Gather every line of the listing that contains the string "item", treating uppercase and lowercase as different.
start
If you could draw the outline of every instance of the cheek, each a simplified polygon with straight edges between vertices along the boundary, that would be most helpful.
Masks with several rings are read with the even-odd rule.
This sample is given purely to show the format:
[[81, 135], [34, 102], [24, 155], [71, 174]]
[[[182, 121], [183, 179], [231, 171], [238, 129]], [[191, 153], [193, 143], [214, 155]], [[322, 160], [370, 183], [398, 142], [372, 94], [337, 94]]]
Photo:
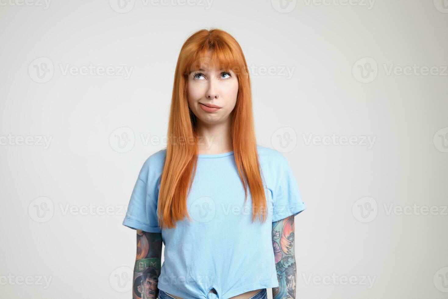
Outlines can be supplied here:
[[237, 96], [238, 95], [238, 81], [235, 80], [229, 82], [230, 84], [226, 88], [226, 98], [231, 100], [233, 103], [237, 102]]
[[205, 92], [204, 87], [196, 82], [189, 81], [187, 85], [187, 92], [189, 102], [193, 101], [202, 97]]

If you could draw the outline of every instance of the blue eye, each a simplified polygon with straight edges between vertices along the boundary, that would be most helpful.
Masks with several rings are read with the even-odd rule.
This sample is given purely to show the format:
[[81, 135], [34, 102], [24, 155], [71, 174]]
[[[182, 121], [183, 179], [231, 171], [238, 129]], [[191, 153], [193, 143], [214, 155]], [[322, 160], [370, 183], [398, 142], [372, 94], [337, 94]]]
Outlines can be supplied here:
[[[232, 75], [229, 73], [227, 73], [227, 72], [223, 72], [222, 73], [221, 73], [221, 74], [228, 75], [228, 78], [230, 78], [231, 77], [232, 77]], [[227, 79], [227, 78], [224, 78], [224, 79]]]
[[198, 73], [198, 73], [195, 73], [193, 75], [193, 78], [194, 78], [194, 79], [199, 79], [199, 78], [196, 78], [196, 76], [197, 76], [198, 75], [200, 75], [201, 76], [202, 76], [202, 77], [204, 76], [204, 75], [202, 74], [202, 73]]

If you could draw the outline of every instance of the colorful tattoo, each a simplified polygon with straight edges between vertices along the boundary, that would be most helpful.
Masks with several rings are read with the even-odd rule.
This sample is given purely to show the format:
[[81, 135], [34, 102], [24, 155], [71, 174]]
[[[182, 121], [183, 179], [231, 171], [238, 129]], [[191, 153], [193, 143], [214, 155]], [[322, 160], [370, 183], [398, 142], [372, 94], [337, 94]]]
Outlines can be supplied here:
[[133, 299], [155, 299], [160, 274], [162, 233], [137, 230], [137, 253], [133, 281]]
[[279, 282], [279, 286], [272, 288], [272, 299], [295, 299], [294, 215], [272, 223], [272, 247]]

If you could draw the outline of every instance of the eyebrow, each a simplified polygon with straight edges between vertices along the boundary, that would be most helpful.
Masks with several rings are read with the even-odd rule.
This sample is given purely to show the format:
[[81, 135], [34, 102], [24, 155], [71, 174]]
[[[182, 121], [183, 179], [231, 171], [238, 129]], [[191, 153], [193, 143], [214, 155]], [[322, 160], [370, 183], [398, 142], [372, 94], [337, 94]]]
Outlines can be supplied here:
[[[190, 74], [191, 74], [193, 72], [196, 72], [196, 71], [201, 71], [201, 72], [205, 72], [205, 71], [207, 71], [207, 69], [196, 69], [195, 70], [192, 70], [192, 71], [190, 71], [188, 74], [190, 75]], [[225, 69], [221, 69], [219, 70], [219, 71], [218, 71], [220, 72], [220, 71], [227, 71]]]

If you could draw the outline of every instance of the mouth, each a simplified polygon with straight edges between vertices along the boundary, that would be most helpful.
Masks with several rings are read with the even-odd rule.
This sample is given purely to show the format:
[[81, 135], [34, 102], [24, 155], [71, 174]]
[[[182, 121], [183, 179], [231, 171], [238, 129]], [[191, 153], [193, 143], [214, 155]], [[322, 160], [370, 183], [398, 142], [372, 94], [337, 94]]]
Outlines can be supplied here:
[[213, 105], [213, 104], [204, 104], [202, 103], [200, 103], [199, 104], [201, 104], [201, 105], [203, 105], [204, 106], [205, 106], [206, 107], [207, 107], [209, 108], [222, 108], [222, 107], [220, 107], [219, 106], [216, 106], [216, 105]]

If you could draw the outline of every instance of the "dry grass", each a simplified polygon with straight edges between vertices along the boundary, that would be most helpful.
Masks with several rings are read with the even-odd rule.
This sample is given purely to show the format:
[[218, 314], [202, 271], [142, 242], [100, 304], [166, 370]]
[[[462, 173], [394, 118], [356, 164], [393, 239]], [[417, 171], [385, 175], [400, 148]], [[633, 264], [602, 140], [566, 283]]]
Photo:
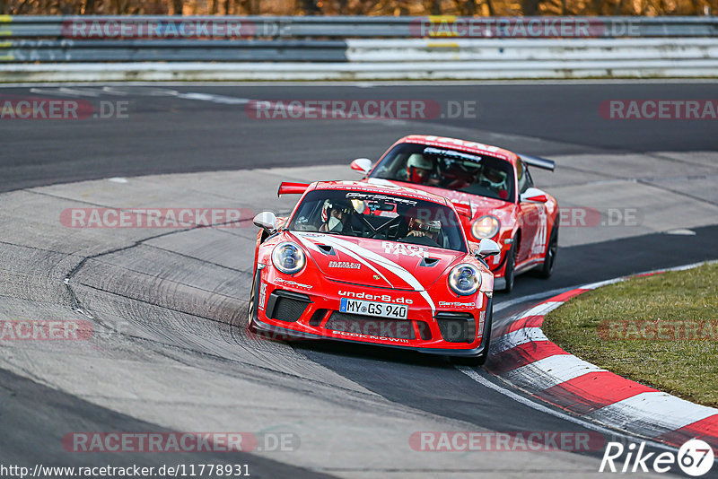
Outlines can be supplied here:
[[[612, 329], [600, 330], [600, 324], [611, 321]], [[616, 327], [615, 321], [623, 323]], [[659, 331], [680, 331], [687, 325], [698, 327], [690, 337], [704, 339], [675, 339], [674, 333], [663, 335], [673, 339], [656, 339], [651, 334], [656, 326]], [[718, 265], [706, 264], [585, 292], [549, 313], [543, 330], [562, 348], [601, 368], [718, 406], [716, 325]], [[608, 337], [607, 331], [614, 334]]]

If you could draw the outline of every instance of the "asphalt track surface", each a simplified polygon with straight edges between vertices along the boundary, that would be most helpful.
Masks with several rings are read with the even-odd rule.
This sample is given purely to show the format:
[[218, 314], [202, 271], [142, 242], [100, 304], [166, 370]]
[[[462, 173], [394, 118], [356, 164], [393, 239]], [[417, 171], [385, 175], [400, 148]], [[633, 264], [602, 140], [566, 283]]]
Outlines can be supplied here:
[[[128, 119], [3, 122], [0, 191], [111, 176], [272, 166], [334, 164], [358, 156], [377, 159], [398, 132], [451, 134], [470, 128], [484, 143], [551, 156], [621, 152], [715, 151], [714, 120], [607, 120], [609, 100], [718, 98], [718, 84], [633, 82], [615, 84], [442, 86], [171, 86], [112, 87], [107, 100], [128, 100]], [[56, 89], [3, 88], [4, 100], [78, 98]], [[98, 91], [100, 89], [87, 88]], [[168, 90], [253, 100], [398, 100], [473, 101], [477, 115], [411, 121], [377, 129], [349, 121], [257, 120], [242, 105], [188, 100]], [[53, 91], [48, 94], [47, 91]], [[121, 95], [127, 91], [127, 95]], [[79, 98], [94, 103], [98, 98]], [[400, 122], [399, 122], [400, 123]], [[78, 125], [80, 124], [80, 125]], [[496, 135], [500, 135], [496, 136]], [[494, 143], [492, 143], [492, 141]], [[291, 152], [292, 154], [287, 154]]]
[[[418, 98], [440, 103], [477, 100], [479, 118], [445, 122], [262, 121], [248, 118], [236, 105], [177, 98], [162, 92], [168, 89], [180, 93], [264, 100]], [[48, 98], [53, 94], [31, 92], [27, 88], [0, 90], [3, 98]], [[597, 109], [601, 101], [610, 99], [709, 99], [716, 98], [716, 94], [715, 83], [659, 83], [372, 88], [339, 85], [301, 89], [249, 85], [117, 87], [115, 97], [131, 103], [129, 119], [47, 121], [39, 126], [39, 122], [33, 121], [3, 122], [0, 169], [4, 173], [0, 191], [109, 177], [346, 163], [357, 156], [377, 158], [386, 145], [403, 134], [451, 135], [454, 128], [474, 130], [476, 137], [486, 143], [549, 157], [715, 151], [718, 135], [714, 121], [614, 122], [601, 118]], [[694, 231], [692, 236], [655, 233], [562, 248], [556, 274], [550, 280], [522, 275], [514, 292], [496, 295], [496, 305], [526, 295], [538, 301], [555, 290], [718, 257], [718, 226], [695, 228]], [[243, 292], [238, 291], [236, 295], [246, 300]], [[495, 318], [495, 326], [529, 302], [502, 309]], [[499, 431], [586, 431], [574, 422], [512, 401], [471, 380], [441, 358], [313, 342], [298, 343], [293, 347], [310, 361], [390, 402], [436, 416]], [[59, 447], [59, 438], [67, 431], [168, 431], [162, 426], [101, 407], [5, 370], [0, 370], [0, 397], [3, 463], [120, 466], [167, 462], [156, 456], [135, 457], [127, 454], [85, 455], [78, 459]], [[600, 457], [600, 453], [588, 454]], [[356, 454], [361, 457], [362, 450]], [[215, 458], [174, 455], [171, 462], [209, 462]], [[222, 460], [227, 457], [223, 457]], [[239, 455], [231, 462], [247, 461], [255, 466], [258, 476], [303, 477], [321, 474], [271, 457]], [[513, 472], [522, 475], [530, 471], [521, 466]], [[337, 475], [347, 473], [337, 468], [326, 472]], [[373, 473], [379, 475], [388, 472], [392, 471]], [[578, 475], [589, 472], [576, 471]]]

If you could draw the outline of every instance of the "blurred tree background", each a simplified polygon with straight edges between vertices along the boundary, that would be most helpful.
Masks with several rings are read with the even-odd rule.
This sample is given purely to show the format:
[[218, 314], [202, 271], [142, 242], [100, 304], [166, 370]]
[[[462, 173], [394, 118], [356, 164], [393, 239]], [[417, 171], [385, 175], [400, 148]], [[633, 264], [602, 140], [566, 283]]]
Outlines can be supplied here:
[[718, 0], [0, 0], [0, 13], [174, 15], [703, 15]]

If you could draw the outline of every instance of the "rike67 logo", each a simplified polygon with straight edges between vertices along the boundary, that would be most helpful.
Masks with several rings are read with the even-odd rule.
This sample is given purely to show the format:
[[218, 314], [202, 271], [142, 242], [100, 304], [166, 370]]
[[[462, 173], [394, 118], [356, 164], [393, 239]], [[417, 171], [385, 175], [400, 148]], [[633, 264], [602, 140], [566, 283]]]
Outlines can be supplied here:
[[645, 442], [624, 447], [620, 442], [609, 442], [599, 472], [602, 473], [657, 473], [675, 471], [676, 465], [688, 475], [698, 477], [713, 468], [714, 452], [711, 446], [701, 440], [690, 440], [680, 447], [678, 457], [673, 452], [644, 452]]

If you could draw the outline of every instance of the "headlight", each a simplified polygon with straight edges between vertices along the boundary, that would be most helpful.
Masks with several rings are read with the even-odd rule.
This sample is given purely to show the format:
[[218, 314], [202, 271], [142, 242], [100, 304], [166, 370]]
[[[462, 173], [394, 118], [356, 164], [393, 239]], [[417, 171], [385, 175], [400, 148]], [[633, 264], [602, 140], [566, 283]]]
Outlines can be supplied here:
[[471, 224], [471, 234], [477, 240], [494, 238], [501, 228], [501, 222], [495, 216], [482, 216]]
[[299, 273], [304, 267], [306, 258], [299, 245], [292, 242], [279, 243], [272, 251], [275, 267], [286, 274]]
[[481, 273], [474, 265], [459, 265], [449, 273], [448, 282], [452, 292], [460, 296], [468, 296], [481, 286]]

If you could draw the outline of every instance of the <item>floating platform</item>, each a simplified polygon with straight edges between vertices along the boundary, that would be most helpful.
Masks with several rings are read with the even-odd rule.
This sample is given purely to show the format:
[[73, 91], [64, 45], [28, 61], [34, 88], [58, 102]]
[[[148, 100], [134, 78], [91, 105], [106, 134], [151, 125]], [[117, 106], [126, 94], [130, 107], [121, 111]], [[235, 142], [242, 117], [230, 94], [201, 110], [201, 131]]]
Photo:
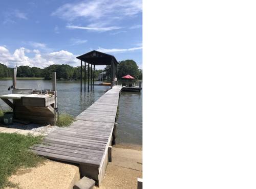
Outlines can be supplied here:
[[81, 176], [94, 179], [99, 186], [109, 162], [121, 89], [114, 87], [76, 117], [70, 126], [57, 129], [32, 150], [50, 159], [79, 165]]

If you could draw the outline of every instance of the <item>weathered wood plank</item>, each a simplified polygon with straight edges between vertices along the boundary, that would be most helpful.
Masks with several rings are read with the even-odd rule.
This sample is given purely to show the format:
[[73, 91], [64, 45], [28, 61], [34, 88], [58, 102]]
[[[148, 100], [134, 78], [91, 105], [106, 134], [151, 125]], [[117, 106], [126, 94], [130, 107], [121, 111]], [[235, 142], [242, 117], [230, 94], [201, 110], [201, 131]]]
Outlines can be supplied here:
[[76, 118], [68, 127], [49, 134], [33, 151], [49, 158], [79, 165], [81, 176], [104, 178], [121, 88], [114, 87]]

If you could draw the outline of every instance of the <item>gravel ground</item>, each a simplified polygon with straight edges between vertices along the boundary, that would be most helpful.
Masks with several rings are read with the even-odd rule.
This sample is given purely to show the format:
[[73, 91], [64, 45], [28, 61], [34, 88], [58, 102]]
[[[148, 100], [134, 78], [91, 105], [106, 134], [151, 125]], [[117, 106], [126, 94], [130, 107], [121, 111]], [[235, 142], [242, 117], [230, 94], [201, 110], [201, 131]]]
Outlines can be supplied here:
[[47, 135], [55, 130], [58, 126], [56, 125], [42, 125], [34, 123], [25, 124], [14, 122], [11, 125], [4, 125], [5, 127], [16, 128], [26, 130], [31, 130], [33, 132], [40, 132], [42, 135]]

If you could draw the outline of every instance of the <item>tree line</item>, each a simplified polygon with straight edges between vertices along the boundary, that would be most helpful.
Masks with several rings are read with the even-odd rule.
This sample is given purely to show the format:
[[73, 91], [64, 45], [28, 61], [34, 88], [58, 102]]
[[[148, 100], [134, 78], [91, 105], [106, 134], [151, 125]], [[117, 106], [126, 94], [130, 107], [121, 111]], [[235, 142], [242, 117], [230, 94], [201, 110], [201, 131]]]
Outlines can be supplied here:
[[[136, 63], [132, 60], [127, 60], [119, 62], [118, 66], [118, 78], [127, 74], [137, 79], [142, 79], [142, 70], [138, 68]], [[88, 66], [86, 66], [86, 78], [88, 77]], [[82, 78], [84, 79], [84, 66], [82, 67]], [[91, 70], [90, 72], [91, 72]], [[68, 64], [55, 64], [44, 69], [28, 66], [19, 66], [17, 70], [17, 77], [44, 77], [45, 79], [52, 79], [52, 72], [56, 72], [57, 79], [64, 80], [77, 80], [80, 79], [80, 66], [72, 67]], [[102, 70], [95, 69], [94, 78], [98, 78], [98, 74], [103, 71], [106, 72], [106, 76], [110, 78], [111, 67], [107, 66]], [[12, 77], [13, 69], [0, 63], [0, 78]], [[91, 73], [90, 73], [91, 74]], [[91, 75], [89, 76], [91, 77]]]

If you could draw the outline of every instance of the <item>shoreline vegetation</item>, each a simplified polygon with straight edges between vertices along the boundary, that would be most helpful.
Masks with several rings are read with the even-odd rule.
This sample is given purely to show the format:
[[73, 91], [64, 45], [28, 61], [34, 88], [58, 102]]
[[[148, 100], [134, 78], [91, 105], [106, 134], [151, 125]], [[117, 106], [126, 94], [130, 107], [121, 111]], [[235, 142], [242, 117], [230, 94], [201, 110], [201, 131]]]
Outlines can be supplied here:
[[[126, 60], [119, 62], [118, 66], [117, 77], [121, 78], [122, 76], [127, 74], [132, 75], [136, 79], [142, 79], [142, 70], [139, 69], [136, 63], [132, 60]], [[90, 69], [91, 69], [91, 67]], [[82, 79], [84, 79], [84, 70], [86, 70], [86, 79], [88, 77], [88, 66], [82, 66]], [[81, 79], [80, 66], [72, 67], [68, 64], [53, 64], [44, 68], [36, 67], [30, 67], [28, 66], [20, 66], [17, 67], [17, 79], [52, 79], [52, 73], [56, 72], [57, 79], [63, 80], [76, 80]], [[8, 80], [12, 77], [13, 69], [0, 63], [0, 79]], [[111, 78], [111, 67], [107, 65], [104, 70], [95, 69], [94, 74], [92, 77], [97, 80], [100, 73], [104, 72], [103, 79]], [[92, 73], [90, 71], [89, 77], [91, 77]]]
[[36, 167], [44, 162], [44, 157], [29, 151], [31, 146], [41, 140], [41, 137], [0, 133], [0, 188], [17, 186], [8, 178], [19, 169]]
end
▸ FULL OUTPUT:
If you could draw the outline of every instance of the <item>floating platform</item>, each a simplified polygon with straight edges between vertices along the boundary, that would be most helpful.
If you could draw the outline of every instance of the <item>weathered wood plank</item>, each a simplified polygon with straight edges between vertices along the boundary, that would be most helpful.
If you could draw the outline of every instance of the <item>gravel ground</item>, each a simplified polygon with straight edges between vertices along the boundary, that would be most helpful.
If you could draw the outline of every instance of the <item>tree line</item>, each a simplified polygon with straight edges between vertices along the boundary, that would be most helpful.
If you could draw the outline of every instance of the <item>shoreline vegetation</item>, each a simplified polygon with straight edges between vertices along the boundary, that would be most helpful.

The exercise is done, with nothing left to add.